> **To be done**
Render every line of the data below as a Markdown table with two columns, Row and Line, giving each line its row number and leaving out blank lines.

_ _ _ _ _ _ _

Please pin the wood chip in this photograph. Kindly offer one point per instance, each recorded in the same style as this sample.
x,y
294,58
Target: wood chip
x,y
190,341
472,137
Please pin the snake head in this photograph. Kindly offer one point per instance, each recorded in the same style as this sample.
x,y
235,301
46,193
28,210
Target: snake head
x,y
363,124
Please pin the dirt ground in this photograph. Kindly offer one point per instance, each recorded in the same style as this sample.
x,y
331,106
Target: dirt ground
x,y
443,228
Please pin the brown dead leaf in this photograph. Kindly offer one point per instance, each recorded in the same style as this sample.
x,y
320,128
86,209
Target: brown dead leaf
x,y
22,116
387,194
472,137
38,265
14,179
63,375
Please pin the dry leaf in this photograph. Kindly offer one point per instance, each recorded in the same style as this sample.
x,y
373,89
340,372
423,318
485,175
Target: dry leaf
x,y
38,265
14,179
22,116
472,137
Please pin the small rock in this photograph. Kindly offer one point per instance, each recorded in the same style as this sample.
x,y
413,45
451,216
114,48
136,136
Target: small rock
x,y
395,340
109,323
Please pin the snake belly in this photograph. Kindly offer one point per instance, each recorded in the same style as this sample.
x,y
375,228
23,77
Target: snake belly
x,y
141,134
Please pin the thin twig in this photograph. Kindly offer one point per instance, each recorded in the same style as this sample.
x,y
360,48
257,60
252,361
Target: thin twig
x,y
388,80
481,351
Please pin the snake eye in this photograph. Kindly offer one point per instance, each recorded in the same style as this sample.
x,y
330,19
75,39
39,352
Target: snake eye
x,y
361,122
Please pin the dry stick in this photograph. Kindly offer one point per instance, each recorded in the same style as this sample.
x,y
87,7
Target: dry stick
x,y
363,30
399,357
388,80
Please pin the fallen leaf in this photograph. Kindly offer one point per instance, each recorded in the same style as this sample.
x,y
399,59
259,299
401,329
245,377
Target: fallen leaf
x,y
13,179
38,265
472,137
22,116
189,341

_ _ _ _ _ _ _

> **Result of the exercise**
| Row | Line |
|---|---|
| 1 | Please pin the wood chip in this photograph. Kindly offer one point per instance, each recorded in the same style as this sample. |
| 2 | x,y |
| 3 | 294,58 |
| 4 | Target: wood chip |
| 5 | x,y |
| 6 | 190,341 |
| 7 | 472,137 |
| 8 | Please pin the snake head in this photograph. Kindly offer one point per instance, each recorded in the same style as this sample. |
| 9 | x,y |
| 10 | 235,301 |
| 11 | 46,193 |
| 12 | 28,210 |
| 13 | Target: snake head |
| 14 | x,y |
| 15 | 363,124 |
| 16 | Please pin the dirt ground in this photograph. Kindly offer one point per instance, each recorded in the same style as this sample. |
| 17 | x,y |
| 18 | 331,106 |
| 19 | Target: dirt ground |
| 20 | x,y |
| 21 | 443,228 |
| 22 | Please pin the brown dead leaf in this photograph. Kindly offer one point per instance, each recorded in the same style as this sample. |
| 23 | x,y |
| 24 | 320,128 |
| 25 | 86,209 |
| 26 | Target: brown dead leaf |
| 27 | x,y |
| 28 | 22,116 |
| 29 | 387,194 |
| 30 | 472,137 |
| 31 | 38,265 |
| 32 | 14,179 |
| 33 | 63,375 |
| 34 | Please pin the dry leaf in this photograph. Kindly offer one point per instance, each recorded in the same style as this sample. |
| 35 | x,y |
| 36 | 373,89 |
| 37 | 340,372 |
| 38 | 423,318 |
| 39 | 485,175 |
| 40 | Target: dry leaf |
| 41 | x,y |
| 42 | 38,265 |
| 43 | 14,179 |
| 44 | 22,116 |
| 45 | 472,137 |
| 46 | Please pin the small rock in this photograph. Kindly offer one point per instance, each recorded in the same style as this sample. |
| 47 | x,y |
| 48 | 413,45 |
| 49 | 451,216 |
| 50 | 114,48 |
| 51 | 136,136 |
| 52 | Target: small rock |
| 53 | x,y |
| 54 | 395,340 |
| 55 | 109,323 |
| 56 | Please pin the snake belly in this photograph. Kindly offer one point per instance, each recorded in the same style as this sample. |
| 57 | x,y |
| 58 | 375,228 |
| 59 | 23,77 |
| 60 | Target: snake belly |
| 61 | x,y |
| 62 | 141,134 |
| 63 | Please pin the thin twig in this photograph. Kindly offer one point per instance, each recorded in the same style as this sample. |
| 64 | x,y |
| 65 | 360,48 |
| 66 | 257,60 |
| 67 | 252,361 |
| 68 | Target: thin twig |
| 69 | x,y |
| 70 | 388,80 |
| 71 | 481,351 |
| 72 | Please pin the snake eye in this photograph. Kindly offer one point per instance, each recorded in the same style as this sample. |
| 73 | x,y |
| 74 | 330,19 |
| 75 | 75,39 |
| 76 | 39,352 |
| 77 | Target: snake eye |
| 78 | x,y |
| 79 | 361,122 |
| 80 | Please pin the dry stick in this photograph. Kindly offer one point per instance, each recorded in the same style as this sample. |
| 81 | x,y |
| 82 | 87,7 |
| 83 | Target: dry stick |
| 84 | x,y |
| 85 | 363,30 |
| 86 | 399,357 |
| 87 | 388,80 |
| 88 | Please pin the fallen leaf in this photograph. Kindly offer one point per instance, each recorded in the same style as this sample. |
| 89 | x,y |
| 90 | 399,59 |
| 91 | 259,299 |
| 92 | 401,329 |
| 93 | 245,377 |
| 94 | Target: fallen leaf |
| 95 | x,y |
| 96 | 13,179 |
| 97 | 38,265 |
| 98 | 472,137 |
| 99 | 22,116 |
| 100 | 189,341 |